TASK LIST:
A - In the passage on Hawaiian ginger, copy the stretch from "There are no" through "on bare lava." word for word.
B - In the passage on Hawaiian ginger, what Hawaiian name does the escaped ginger from the eastern Himalaya have?

Probably Hedychium gardnerianum.

Nearly all plants sold as "Hawaiian native plants" are not native to Hawaii. Coffee, Chinese Hibiscus (sheesh, Hawaii has one of the highest concentrations of species of Hibiscus in the world and they ignore them to grow H. rosa-sinensis), Heliconias, all Orchids cultivated in Hawaii (they have precisely 3 obscure natives) including and especially the ubiquitous "Grass Orchids" (from China), Bromeliads (including Pineapples), Anthuriums, etc, are not really natives at all.

There are no native Gingers in Hawaii, but one from the eastern Himalaya escaped cultivation and is now ubiquitous in Hawaii and has a Hawaiian name: Khahili. It is an AGRESSIVE plant, declared a weed in many subtropical climates of the world. Pigeons learn to eat the arils and they spread the seed all over, and the rhizomes are capable of growing on bare lava.

It is fairly coldhardy and should survive in Virginia Beach, at least once established. Don't disturb it until it starts growing in earnest in warmer weather. When growing in earnest it transplants easily. Harden it off a bit before planting it out.

We don't know that this is what you have, but it is a likely candidate, as it is strongly associated with Hawaii, has a typical gingery-looking rhizome, and is very commonly sold as a "Hawaiian native plant".

Another possibility is an Alpinia (maybe zerumbet) and those aren't nearly as hardy.

Look up both Hedychium gardnerianum and Alpinia zerumbet (sp?) and see which one your plant looks more like.

GIVEN ENTRIES:
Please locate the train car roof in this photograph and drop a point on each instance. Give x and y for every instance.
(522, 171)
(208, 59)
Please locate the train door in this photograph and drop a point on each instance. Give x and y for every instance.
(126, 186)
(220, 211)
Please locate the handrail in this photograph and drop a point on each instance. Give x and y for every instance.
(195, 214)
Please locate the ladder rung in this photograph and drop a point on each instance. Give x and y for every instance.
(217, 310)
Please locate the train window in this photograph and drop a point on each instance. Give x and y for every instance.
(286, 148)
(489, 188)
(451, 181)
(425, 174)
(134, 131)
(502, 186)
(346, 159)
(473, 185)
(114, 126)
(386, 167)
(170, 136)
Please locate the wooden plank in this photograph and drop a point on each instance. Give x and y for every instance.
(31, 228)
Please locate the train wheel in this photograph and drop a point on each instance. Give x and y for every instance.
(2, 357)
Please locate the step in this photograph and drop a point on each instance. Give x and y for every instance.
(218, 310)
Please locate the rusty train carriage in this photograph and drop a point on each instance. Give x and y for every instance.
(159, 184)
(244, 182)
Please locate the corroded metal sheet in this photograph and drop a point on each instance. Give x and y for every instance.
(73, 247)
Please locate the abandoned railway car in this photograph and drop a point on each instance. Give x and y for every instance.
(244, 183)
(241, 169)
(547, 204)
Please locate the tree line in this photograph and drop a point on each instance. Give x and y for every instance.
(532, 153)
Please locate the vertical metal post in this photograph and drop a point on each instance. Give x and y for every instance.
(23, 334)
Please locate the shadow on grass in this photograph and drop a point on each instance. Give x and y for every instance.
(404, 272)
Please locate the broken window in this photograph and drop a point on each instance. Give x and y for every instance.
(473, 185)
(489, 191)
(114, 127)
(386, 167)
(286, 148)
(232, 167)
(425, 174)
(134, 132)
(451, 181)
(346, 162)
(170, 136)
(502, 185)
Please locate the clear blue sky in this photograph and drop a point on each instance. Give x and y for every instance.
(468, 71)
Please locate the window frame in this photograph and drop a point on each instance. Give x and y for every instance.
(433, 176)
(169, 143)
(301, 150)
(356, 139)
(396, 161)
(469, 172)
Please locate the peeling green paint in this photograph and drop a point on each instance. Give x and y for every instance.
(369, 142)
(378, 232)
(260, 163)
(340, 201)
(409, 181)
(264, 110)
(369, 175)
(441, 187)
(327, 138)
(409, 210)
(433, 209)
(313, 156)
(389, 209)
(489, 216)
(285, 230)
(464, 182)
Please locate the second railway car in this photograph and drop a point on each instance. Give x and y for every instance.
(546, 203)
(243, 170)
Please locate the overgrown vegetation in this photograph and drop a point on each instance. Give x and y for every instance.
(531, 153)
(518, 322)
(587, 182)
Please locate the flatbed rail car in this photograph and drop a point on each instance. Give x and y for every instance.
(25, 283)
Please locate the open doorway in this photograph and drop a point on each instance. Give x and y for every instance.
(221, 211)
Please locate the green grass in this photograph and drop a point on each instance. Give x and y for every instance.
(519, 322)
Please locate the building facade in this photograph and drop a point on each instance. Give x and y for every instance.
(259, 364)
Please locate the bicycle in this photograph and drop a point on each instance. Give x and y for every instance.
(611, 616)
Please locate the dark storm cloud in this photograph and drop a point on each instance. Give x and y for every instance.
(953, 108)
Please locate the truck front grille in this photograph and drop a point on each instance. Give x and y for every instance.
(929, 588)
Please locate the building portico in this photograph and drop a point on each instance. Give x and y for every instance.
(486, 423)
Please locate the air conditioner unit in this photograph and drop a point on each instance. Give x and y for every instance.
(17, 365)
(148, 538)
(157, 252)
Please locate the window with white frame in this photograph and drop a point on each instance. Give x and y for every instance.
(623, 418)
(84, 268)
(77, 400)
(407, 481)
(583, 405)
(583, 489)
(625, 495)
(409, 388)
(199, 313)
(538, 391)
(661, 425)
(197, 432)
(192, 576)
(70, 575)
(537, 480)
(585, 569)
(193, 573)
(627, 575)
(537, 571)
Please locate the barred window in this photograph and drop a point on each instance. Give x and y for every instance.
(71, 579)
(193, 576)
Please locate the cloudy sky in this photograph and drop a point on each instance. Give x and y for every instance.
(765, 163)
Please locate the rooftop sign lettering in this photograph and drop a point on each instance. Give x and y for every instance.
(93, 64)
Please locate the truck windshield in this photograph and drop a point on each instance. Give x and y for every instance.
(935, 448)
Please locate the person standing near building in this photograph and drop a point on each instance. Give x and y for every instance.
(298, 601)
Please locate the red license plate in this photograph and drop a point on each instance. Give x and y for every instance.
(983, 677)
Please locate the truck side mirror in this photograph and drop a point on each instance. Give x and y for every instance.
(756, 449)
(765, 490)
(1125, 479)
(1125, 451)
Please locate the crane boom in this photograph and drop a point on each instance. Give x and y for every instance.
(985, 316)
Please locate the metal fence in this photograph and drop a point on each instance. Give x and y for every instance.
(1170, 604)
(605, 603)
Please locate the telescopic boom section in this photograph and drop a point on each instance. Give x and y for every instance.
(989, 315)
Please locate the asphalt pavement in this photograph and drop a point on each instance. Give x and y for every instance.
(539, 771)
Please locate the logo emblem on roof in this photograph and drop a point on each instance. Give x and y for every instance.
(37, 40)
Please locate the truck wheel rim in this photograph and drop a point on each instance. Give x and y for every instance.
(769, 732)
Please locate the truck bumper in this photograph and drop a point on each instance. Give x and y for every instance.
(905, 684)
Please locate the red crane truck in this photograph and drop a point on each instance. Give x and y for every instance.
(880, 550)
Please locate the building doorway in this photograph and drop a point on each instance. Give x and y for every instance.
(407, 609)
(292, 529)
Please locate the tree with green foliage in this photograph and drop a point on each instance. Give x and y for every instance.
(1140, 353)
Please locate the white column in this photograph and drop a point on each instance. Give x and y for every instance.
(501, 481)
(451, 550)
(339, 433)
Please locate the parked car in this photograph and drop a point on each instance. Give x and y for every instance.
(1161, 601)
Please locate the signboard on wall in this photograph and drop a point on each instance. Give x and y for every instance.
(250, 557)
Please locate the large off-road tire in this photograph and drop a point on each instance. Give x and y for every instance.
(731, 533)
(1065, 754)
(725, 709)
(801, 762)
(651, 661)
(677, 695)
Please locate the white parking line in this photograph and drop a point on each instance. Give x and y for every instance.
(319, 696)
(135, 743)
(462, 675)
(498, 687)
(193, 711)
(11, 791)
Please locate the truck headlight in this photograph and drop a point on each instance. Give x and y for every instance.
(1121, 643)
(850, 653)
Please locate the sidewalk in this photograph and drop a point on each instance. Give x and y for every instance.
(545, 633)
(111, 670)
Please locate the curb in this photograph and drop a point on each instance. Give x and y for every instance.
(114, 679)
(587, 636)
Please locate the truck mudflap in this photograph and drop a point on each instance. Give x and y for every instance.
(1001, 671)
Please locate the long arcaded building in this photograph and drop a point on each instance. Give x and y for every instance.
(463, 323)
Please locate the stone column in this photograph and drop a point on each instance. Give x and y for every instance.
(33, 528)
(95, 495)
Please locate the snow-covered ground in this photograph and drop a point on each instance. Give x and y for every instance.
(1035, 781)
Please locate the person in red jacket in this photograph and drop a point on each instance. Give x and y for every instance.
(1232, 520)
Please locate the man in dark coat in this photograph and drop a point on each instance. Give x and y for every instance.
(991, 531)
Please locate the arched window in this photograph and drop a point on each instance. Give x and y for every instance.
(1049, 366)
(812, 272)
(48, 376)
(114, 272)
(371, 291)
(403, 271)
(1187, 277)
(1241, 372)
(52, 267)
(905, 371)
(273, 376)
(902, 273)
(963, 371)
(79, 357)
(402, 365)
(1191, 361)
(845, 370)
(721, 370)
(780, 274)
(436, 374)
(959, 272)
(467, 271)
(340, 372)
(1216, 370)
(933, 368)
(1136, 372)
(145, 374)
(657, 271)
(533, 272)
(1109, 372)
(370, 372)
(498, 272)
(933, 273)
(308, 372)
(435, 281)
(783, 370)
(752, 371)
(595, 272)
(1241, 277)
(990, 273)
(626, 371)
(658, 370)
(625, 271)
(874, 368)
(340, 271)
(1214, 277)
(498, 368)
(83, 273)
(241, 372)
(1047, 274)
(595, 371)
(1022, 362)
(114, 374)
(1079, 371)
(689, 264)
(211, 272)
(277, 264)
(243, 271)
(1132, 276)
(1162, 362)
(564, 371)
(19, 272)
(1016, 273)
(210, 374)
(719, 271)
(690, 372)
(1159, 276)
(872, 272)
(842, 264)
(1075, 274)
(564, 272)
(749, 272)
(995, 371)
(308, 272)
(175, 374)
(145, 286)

IN RESPONSE:
A -
There are no native Gingers in Hawaii, but one from the eastern Himalaya escaped cultivation and is now ubiquitous in Hawaii and has a Hawaiian name: Khahili. It is an AGRESSIVE plant, declared a weed in many subtropical climates of the world. Pigeons learn to eat the arils and they spread the seed all over, and the rhizomes are capable of growing on bare lava.

B - Khahili.